[Point-per-instance localization data]
══════════
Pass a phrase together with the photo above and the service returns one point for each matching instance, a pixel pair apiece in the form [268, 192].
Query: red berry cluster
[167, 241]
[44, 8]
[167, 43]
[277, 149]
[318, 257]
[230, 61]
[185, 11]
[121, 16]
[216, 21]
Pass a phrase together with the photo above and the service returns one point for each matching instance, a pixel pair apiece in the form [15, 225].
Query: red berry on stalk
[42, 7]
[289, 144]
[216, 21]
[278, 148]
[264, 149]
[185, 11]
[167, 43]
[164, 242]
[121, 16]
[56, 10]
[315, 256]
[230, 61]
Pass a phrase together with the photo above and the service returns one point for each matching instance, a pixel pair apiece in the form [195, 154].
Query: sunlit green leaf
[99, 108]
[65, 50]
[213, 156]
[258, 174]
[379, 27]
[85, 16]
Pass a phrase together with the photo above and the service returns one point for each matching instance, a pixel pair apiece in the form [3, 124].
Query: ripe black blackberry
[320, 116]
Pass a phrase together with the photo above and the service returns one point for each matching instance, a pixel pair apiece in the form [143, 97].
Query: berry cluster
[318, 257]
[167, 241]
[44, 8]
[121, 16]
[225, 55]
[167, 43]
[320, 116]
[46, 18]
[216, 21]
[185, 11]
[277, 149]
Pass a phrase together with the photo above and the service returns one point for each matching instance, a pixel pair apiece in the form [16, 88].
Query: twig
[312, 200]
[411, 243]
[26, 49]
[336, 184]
══════════
The problem:
Transcribe the data. Leave every line exactly as it is.

Result of this exercise:
Pass a phrase together with the photo above and the service returns one point for each matching instance, a pixel pair apiece in the form [268, 192].
Query: red berry cluster
[167, 241]
[44, 8]
[167, 43]
[277, 149]
[318, 257]
[230, 61]
[185, 11]
[121, 16]
[216, 21]
Pass a phrase together with the photo above and the service returns one point for each matching instance, a pixel pair apiece in the form [15, 225].
Query: red berry on stalk
[42, 7]
[289, 144]
[216, 21]
[278, 148]
[264, 149]
[185, 11]
[167, 43]
[164, 242]
[121, 16]
[56, 10]
[315, 256]
[230, 61]
Pass a phrase together with the photo above and the service returns one point for each matching instance, a pixel pair apiece in the form [195, 154].
Query: sunlit green leaf
[99, 108]
[65, 50]
[213, 156]
[258, 174]
[379, 27]
[85, 16]
Pass a phrase together with the photo above and the service returns one point for each matching instance, a pixel pair apiece in the form [3, 124].
Query: ripe black blackberry
[320, 116]
Pass a phrase together with the photo above and the service returns one point for each matching instance, a pixel pair apiece in the form [143, 97].
Query: berry cluster
[318, 257]
[167, 241]
[44, 8]
[121, 16]
[225, 55]
[167, 43]
[320, 116]
[46, 18]
[216, 21]
[185, 11]
[277, 149]
Pass a phrase together with the photo above and the service returns one point for each matching instance, a pixel pair apiece in the form [16, 88].
Query: twig
[312, 200]
[411, 243]
[26, 49]
[336, 184]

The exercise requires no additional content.